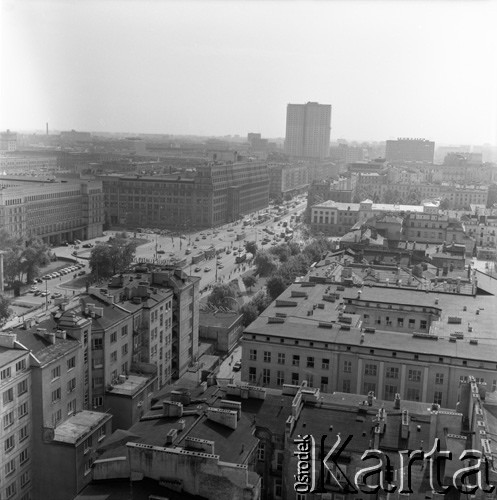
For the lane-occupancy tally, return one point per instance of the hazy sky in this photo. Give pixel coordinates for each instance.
(389, 69)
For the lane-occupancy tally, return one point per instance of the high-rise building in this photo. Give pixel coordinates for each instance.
(410, 150)
(308, 130)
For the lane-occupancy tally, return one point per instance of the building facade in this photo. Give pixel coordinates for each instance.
(211, 195)
(402, 149)
(55, 212)
(308, 128)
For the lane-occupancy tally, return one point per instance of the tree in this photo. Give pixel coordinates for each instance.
(35, 255)
(249, 313)
(5, 310)
(251, 247)
(222, 295)
(249, 281)
(264, 264)
(276, 285)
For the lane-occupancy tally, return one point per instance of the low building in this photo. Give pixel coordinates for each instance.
(393, 339)
(222, 328)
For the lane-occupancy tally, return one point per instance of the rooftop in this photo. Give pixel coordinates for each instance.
(323, 324)
(79, 426)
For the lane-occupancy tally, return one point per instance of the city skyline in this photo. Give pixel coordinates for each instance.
(211, 69)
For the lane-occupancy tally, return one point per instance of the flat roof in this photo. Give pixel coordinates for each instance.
(298, 325)
(79, 425)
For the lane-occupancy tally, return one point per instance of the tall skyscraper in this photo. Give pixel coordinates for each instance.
(308, 129)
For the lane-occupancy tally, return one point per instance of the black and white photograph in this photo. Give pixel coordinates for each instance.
(248, 249)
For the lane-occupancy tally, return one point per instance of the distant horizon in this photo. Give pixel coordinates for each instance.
(42, 132)
(215, 68)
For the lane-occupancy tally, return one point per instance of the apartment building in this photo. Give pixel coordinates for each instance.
(388, 340)
(308, 128)
(16, 411)
(52, 211)
(207, 196)
(287, 179)
(337, 218)
(415, 150)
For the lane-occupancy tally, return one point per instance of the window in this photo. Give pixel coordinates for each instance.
(71, 363)
(5, 373)
(8, 419)
(8, 396)
(55, 373)
(369, 387)
(56, 395)
(97, 343)
(10, 491)
(101, 433)
(98, 401)
(56, 417)
(22, 411)
(21, 365)
(71, 407)
(392, 372)
(23, 456)
(261, 452)
(87, 444)
(10, 467)
(22, 387)
(437, 397)
(390, 391)
(370, 370)
(9, 444)
(24, 478)
(71, 385)
(412, 394)
(23, 433)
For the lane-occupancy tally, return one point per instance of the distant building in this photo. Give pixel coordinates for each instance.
(208, 196)
(52, 211)
(8, 141)
(410, 150)
(287, 179)
(308, 129)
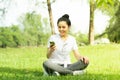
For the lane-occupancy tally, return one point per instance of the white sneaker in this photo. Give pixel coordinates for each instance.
(78, 72)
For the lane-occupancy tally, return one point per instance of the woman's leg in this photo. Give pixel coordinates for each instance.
(51, 67)
(79, 65)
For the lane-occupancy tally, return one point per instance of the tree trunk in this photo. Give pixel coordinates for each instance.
(91, 25)
(50, 17)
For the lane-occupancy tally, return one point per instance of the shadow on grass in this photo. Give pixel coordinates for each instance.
(23, 74)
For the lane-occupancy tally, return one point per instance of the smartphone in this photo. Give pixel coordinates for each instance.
(52, 43)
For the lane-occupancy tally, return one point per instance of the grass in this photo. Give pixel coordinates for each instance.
(26, 63)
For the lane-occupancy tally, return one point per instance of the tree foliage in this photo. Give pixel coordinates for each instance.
(113, 30)
(34, 32)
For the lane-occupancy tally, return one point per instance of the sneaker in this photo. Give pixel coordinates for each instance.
(55, 73)
(78, 72)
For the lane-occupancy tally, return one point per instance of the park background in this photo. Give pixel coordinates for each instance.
(25, 28)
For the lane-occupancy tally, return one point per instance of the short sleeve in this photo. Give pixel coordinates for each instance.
(75, 46)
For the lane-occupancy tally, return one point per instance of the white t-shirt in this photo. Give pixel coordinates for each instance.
(61, 55)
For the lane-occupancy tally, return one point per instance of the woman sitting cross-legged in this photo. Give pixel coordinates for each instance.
(59, 49)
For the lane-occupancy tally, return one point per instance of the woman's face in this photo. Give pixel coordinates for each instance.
(63, 28)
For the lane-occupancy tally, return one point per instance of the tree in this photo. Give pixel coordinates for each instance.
(106, 6)
(91, 26)
(50, 16)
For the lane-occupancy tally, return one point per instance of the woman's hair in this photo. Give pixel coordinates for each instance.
(65, 18)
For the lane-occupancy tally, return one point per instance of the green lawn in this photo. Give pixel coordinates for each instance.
(26, 63)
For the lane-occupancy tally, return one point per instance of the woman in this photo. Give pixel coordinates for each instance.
(59, 49)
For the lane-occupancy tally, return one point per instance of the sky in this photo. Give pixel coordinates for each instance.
(78, 11)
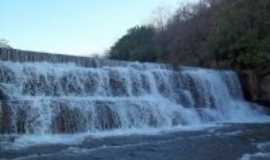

What to work on =>
Line by line, return the listing above exactly, dropping every picture.

Solution =>
For the lane-occupancy tally, return one point per instance of the hazy sky in this photo. Give pixel coordinates for each instance.
(389, 69)
For the lane-occupancy tally, return one point per instance of the high-rise building in this photo. Give pixel coordinates for each instance.
(410, 150)
(308, 130)
For the lane-occupancy tally, return one point per instance of the building facade in this photo. Give pixel coordinates for each instance.
(211, 195)
(402, 149)
(55, 212)
(308, 128)
For the lane-occupancy tally, return one point per instance of the tree in this photo. Give pixel coordinates for each instance.
(35, 255)
(249, 313)
(5, 310)
(251, 247)
(222, 295)
(249, 281)
(264, 264)
(276, 285)
For the lane-occupancy tally, return one point per instance of the low building in this photo. Give pixel coordinates for each instance.
(393, 339)
(222, 328)
For the lane-occupancy tally, return one point per instance of the rooftop in this photo. Give pixel coordinates for each instance.
(323, 324)
(79, 426)
For the lane-occupancy tally, return one point per instance of the city skyline in this photo. Give pixel coordinates for each instance.
(211, 69)
For the lane-occupancy tally, return one point per instance of the flat roof in this photo. Give pixel coordinates for each instance.
(298, 325)
(79, 425)
For the lane-occupancy tally, return one point per instance of the tall skyscraper in this photo. Give pixel coordinates for each instance.
(308, 129)
For the lane-occupancy tally, return one point per instance of the black and white photograph in this photo. Give pixel coordinates for each instance.
(248, 249)
For the lane-occupancy tally, return one point per instance of the distant horizon in this photo. Give pixel coordinates for each instance.
(42, 132)
(215, 68)
For the lane-occupancy tally, return one point per instance of the apartment building in this photo. Give pixel coordinates for each instance.
(388, 340)
(308, 128)
(16, 411)
(52, 211)
(207, 196)
(287, 179)
(337, 218)
(415, 150)
For the lane-occupancy tally, return one point per instance of the window in this photo. Give pixel coordinates for each instance.
(71, 363)
(5, 373)
(8, 419)
(8, 396)
(55, 373)
(369, 387)
(56, 395)
(97, 343)
(10, 491)
(101, 433)
(98, 401)
(56, 417)
(22, 411)
(21, 365)
(71, 407)
(392, 372)
(23, 456)
(261, 452)
(87, 444)
(10, 467)
(22, 387)
(437, 397)
(390, 391)
(370, 370)
(9, 444)
(24, 478)
(71, 385)
(412, 394)
(23, 433)
For the lane-occupancy tally, return one point per instance of the distant building in this photo. Give pixel coordinates for each instance.
(208, 196)
(52, 211)
(8, 141)
(410, 150)
(287, 179)
(308, 129)
For the lane-occupancy tally, return one point per instance of the white sneaker in this photo. Give pixel coordinates for each instance.
(78, 72)
For the lane-occupancy tally, return one point per instance of the woman's leg in this photo. Give pixel coordinates for each instance.
(51, 67)
(79, 65)
For the lane-occupancy tally, return one point per instance of the tree trunk in this photo. Give pixel coordinates for each instance.
(91, 25)
(50, 17)
For the lane-occupancy tally, return one point per instance of the shadow on grass in this photo. Give pixel coordinates for each instance.
(23, 74)
For the lane-occupancy tally, return one point per instance of the smartphone in this photo. Give pixel coordinates for each instance.
(52, 43)
For the lane-occupancy tally, return one point per instance of the grass in this photo. Give pixel coordinates for each instance.
(26, 63)
For the lane-occupancy tally, return one point per instance of the tree foliage in this photo. Give pixel coordinates for each instance.
(113, 30)
(34, 32)
For the lane-occupancy tally, return one point per instance of the sneaker in this photo. Give pixel coordinates for each instance.
(55, 73)
(78, 72)
For the lane-occupancy tally, return one point per instance of the park background in this photo. Give pixel coordinates for each instance.
(25, 28)
For the lane-occupancy tally, return one point per instance of the short sleeve in this photo. Give pixel coordinates for each instance.
(75, 46)
For the lane-occupancy tally, return one point per instance of the white t-shirt in this photo. Give pixel coordinates for each instance.
(61, 55)
For the lane-occupancy tally, return one point per instance of the woman sitting cross-legged in this photo. Give pixel coordinates for each instance.
(59, 49)
For the lane-occupancy tally, return one point per instance of the woman's face in this photo. Give pixel coordinates for each instance.
(63, 28)
For the lane-occupancy tally, return one point per instance of the tree in this photo. Give pixel coordinates for each instance.
(106, 6)
(91, 26)
(50, 16)
For the lane-occupancy tally, return one point per instance of the woman's hair in this photo. Give pixel coordinates for each instance.
(65, 18)
For the lane-occupancy tally, return one point per instance of the green lawn in this photo. Give pixel coordinates for each instance.
(26, 63)
For the lane-occupancy tally, return one point per instance of the woman in this photo. Give pixel coordinates for each instance.
(59, 49)
For the lane-occupancy tally, return one point per instance of the sky in this photo. Give pixel coordinates for each instance.
(78, 11)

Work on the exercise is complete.